Extract to read.
/---

On the IBX route, this is Jackson Heights. It’s on net a bedroom community, whereas Flushing has within 1 km of Main and Roosevelt 43,000 jobs and 29,000 employed residents, but such ethnic cultural centers over time grow into destinations. People travel to the neighborhood for Indian restaurants, groceries, and cultural events, and it’s likely that over time the area will also get more professional services that cater to the community, creating more non-work and work destinations. The growth of Flushing as a job center is recent and has to be understood as part of this process: in 2007, on the eve of the Global Financial Crisis, there were only 17,000 jobs within 1 km of Main and Roosevelt. Jackson Heights, too, has seen growth in jobs from 2007 to 2019, though much less, by 27%, or 50% excluding Elmhurst Hospital, which over this period saw a small decrease in jobs.

Not only ethnic neighborhoods have this pattern. A neighborhood can grow to become mixed out of proximity to a business district, for example the Village, or out of a particular destination, for example anything near a university. On IBX, there’s nothing like the Village or Long Island City, but Brooklyn College is a destination in and of itself.

Building neighborhood-scale destinations

New public transit lines can help build neighborhoods into destinations. At the centers of cities, central business districts and rapid transit systems tend to co-evolve with each other: a high degree of centralization creates demand for more lines as the only way to truly serve all of those jobs, while a larger rapid transit system in turn can encourage the growth of city center as the place best served by the network. The same is true for secondary centers and junctions of other lines.

This, to be clear, is not a guarantee. Broadway Junction is very easily accessible by public transportation from a large fraction of New York. It’s also more or less the poorest area of the city, where working-class Bangladeshi immigrants living several to a room to save money on rent are considered a sign of gentrification and growth in rent. Adding IBX there is unlikely to change this situation.

But in Jackson Heights and around Brooklyn College, a change is more likely. Jackson Heights already has large numbers of residents using the radial subway lines to get to Manhattan for work, and a growing number of nonresidents who use its specialized businesses and cultural events. The latter group is the greatest beneficiary from circumferential transit, if it connects to the radial lines well; strong radial transit is a prerequisite, but in Jackson Heights, there already is such transit. Brooklyn College is already a destination, in a neighborhood that’s much better off than East New York and already draws widely because of the university trips; I expect that rapid transit service in three directions, up from the one direction available today (toward Manhattan), would encourage the growth of university-facing amenities, which generate their own trips.

Where to build circumferential rail

The best alignment for circumferential rail remains one that connects strong secondary destinations. However, that is strictly in theory, because usually such destinations don’t form a neat circle around city center, especially not in a city so divided by water like New York. If we were to draw the strongest secondary destinations in the city outside the Manhattan core excluding Downtown Brooklyn and Long Island City on the G, we’d get Morningside Heights for Columbia (centered on 116th), maybe 125th Street, the Bronx Hub, LaGuardia, Flushing, Jamaica, and Kings County Hospital/SUNY Downstate. These barely even form a coherent line if dug entirely underground by tunnel boring machine, diagonally under private blocks. And this is without taking into account destinations in New Jersey on the waterfront, which don’t form any neat circle with those city destinations (for example, Fort Lee is well to the north of Morningside Heights and Harlem).

\---

Activity list.
• 1. According to the passage on circumferential rail, how many jobs were within 1 km of Main and Roosevelt in 2007?
• 2. Go on with the passage on circumferential rail from where it stops.

Information provided.

/---

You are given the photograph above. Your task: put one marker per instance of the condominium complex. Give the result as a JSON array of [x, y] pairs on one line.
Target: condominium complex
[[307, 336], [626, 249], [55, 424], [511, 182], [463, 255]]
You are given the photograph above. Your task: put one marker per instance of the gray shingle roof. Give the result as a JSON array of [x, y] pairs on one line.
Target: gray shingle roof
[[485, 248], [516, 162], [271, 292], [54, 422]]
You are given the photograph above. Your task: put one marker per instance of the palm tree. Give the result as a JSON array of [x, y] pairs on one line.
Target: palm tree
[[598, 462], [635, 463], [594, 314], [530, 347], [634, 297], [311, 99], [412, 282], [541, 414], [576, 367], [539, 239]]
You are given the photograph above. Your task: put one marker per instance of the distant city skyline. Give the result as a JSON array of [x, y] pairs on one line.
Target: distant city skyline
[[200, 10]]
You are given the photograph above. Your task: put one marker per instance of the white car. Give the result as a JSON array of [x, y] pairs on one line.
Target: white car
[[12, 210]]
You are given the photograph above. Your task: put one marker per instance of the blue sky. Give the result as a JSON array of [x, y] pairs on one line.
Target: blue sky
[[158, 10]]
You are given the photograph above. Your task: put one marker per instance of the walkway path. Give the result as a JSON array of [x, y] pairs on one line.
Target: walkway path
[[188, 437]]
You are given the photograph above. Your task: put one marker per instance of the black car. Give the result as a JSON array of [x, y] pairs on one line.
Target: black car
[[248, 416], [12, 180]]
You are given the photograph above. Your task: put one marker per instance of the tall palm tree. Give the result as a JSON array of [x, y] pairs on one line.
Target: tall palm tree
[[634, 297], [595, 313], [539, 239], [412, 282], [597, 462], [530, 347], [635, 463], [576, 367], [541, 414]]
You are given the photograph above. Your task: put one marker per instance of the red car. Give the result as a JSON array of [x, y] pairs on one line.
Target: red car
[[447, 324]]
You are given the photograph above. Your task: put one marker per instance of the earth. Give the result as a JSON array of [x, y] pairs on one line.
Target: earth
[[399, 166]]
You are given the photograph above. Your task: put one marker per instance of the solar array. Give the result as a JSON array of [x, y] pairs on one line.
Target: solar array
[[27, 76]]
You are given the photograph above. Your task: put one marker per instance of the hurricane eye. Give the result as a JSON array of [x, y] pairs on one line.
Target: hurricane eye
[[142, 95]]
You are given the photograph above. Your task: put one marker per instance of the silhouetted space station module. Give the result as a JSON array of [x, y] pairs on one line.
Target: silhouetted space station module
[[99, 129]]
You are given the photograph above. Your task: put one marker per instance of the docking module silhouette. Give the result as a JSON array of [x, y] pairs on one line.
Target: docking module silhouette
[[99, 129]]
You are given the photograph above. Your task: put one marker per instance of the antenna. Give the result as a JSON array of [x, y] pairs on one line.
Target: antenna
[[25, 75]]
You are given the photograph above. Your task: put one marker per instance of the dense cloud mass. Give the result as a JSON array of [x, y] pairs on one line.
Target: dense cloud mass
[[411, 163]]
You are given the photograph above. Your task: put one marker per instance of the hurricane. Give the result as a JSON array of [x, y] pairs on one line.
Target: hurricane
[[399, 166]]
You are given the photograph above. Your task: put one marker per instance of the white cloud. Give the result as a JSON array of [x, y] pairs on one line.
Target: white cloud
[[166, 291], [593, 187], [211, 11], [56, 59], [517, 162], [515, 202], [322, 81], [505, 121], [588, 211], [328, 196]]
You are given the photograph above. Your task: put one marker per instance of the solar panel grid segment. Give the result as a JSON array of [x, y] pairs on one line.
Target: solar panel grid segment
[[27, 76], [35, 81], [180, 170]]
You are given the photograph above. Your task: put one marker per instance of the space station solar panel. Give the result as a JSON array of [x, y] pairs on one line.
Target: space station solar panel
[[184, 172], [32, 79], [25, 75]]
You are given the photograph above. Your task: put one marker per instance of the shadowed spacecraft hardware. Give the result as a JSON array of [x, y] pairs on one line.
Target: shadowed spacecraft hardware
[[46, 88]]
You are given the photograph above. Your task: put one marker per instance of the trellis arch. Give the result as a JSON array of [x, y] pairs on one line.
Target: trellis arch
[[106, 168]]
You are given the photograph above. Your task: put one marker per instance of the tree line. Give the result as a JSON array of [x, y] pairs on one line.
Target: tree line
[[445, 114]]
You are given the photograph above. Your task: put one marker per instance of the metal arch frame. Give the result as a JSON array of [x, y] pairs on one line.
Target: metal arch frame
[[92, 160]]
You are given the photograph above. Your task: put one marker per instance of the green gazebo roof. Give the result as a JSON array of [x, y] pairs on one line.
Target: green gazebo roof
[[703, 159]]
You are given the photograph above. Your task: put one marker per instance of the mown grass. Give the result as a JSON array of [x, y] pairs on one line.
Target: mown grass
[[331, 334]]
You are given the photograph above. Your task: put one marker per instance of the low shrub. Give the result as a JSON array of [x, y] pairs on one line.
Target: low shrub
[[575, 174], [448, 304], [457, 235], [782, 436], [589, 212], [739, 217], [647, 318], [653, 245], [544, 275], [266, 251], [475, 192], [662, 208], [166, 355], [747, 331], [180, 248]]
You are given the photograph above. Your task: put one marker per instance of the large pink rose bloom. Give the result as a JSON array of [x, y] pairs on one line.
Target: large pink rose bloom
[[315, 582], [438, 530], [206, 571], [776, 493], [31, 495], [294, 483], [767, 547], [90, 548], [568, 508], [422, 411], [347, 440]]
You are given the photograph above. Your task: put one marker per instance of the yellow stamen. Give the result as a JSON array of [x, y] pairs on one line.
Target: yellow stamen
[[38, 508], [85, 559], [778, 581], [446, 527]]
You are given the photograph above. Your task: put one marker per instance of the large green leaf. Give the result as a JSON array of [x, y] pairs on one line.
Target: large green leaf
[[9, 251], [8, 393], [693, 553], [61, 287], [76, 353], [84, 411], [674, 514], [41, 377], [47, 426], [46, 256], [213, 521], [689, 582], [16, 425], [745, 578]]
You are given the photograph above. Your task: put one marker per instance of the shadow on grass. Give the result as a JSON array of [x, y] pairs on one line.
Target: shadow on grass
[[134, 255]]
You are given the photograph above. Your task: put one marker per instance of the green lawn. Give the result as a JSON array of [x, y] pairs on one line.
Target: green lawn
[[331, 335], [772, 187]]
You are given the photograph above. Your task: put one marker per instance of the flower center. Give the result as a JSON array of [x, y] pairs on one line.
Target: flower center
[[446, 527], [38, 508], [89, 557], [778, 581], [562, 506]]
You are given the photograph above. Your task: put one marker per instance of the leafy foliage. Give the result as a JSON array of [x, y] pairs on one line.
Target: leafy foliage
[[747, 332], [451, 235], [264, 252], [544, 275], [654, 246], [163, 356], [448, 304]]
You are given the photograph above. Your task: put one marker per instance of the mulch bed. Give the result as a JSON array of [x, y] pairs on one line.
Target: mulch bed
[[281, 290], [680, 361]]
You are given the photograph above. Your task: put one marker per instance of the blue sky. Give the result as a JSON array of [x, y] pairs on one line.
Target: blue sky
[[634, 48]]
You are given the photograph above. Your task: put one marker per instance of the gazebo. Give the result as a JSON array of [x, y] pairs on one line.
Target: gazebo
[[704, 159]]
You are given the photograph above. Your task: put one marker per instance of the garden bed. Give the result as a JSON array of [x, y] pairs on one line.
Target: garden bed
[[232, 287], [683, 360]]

\---

Task-by-task results.
• 1. 17,000

• 2.
In practice, then, circumferential lines have to go where it is possible, making compromises along the way. This is why it’s so important to connect to every radial, with as short a walk as practical: they never connect the strongest destinations and therefore have to live off of transfers. The G, which does connect the two largest job centers in the region outside Manhattan, fails because of the poor transfers. IBX works as a compromise alignment, connecting to interesting secondary destinations, with transfers to the most important ones, like Flushing and Jamaica. It is fortunate that the route is not purely residential: the neighborhoods are all on net bedroom communities, but some have the potential to grow to be more than that through both processes that are already happening and ones that good rapid transit can unlock.

Land Use Around the Interborough Express

Eric and Elif are working on a project to analyze land use around the corridor of the planned Interborough Express line in New York. The current land use is mostly residential, and a fascinating mix of densities. This leads to work on pedestrian, car, and transit connectedness, and on modal split. As might be expected, car ownership is fairly high along the corridor, especially near the stations that are not at all served by the subway today, as opposed to ones that are only served by radial lines. Elif gave a seminar talk about the subject together with João Paulouro Neves, and I’d like to share some highlights.

The increase in transit accessibility in the above map is not too surprising, I don’t think. Stations at both ends of the line gain relatively little; the stations that gain the most are ones without subway service today, but Metropolitan Avenue, currently only on the M, gains dramatically from the short trip to Roosevelt with its better accessibility to Midtown.

More interesting than this, at least to me, is the role of the line as a way to gradually push out the boundary between the transit- and auto-oriented sections of the city. For this, we should look at a density map together with a modal split map.

At the seminar talk, Elif described IBX as roughly delineating the boundary between the auto- and transit-oriented parts of the city, at least in Brooklyn. (In Queens, the model is much spikier, with ribbons of density and transit ridership along subway lines.) This isn’t quite visible in population density, but is glaring on the second map, of modal split.

Now, to be clear, it’s not that the IBX route itself is a boundary. The route is not a formidable barrier to pedestrian circulation: there are two freight trains per day in each direction, I believe, which means that people can cross the trench without worrying about noise the way they do when crossing a freeway. Rather, it’s a transitional zone, with more line density to the north and less to the south.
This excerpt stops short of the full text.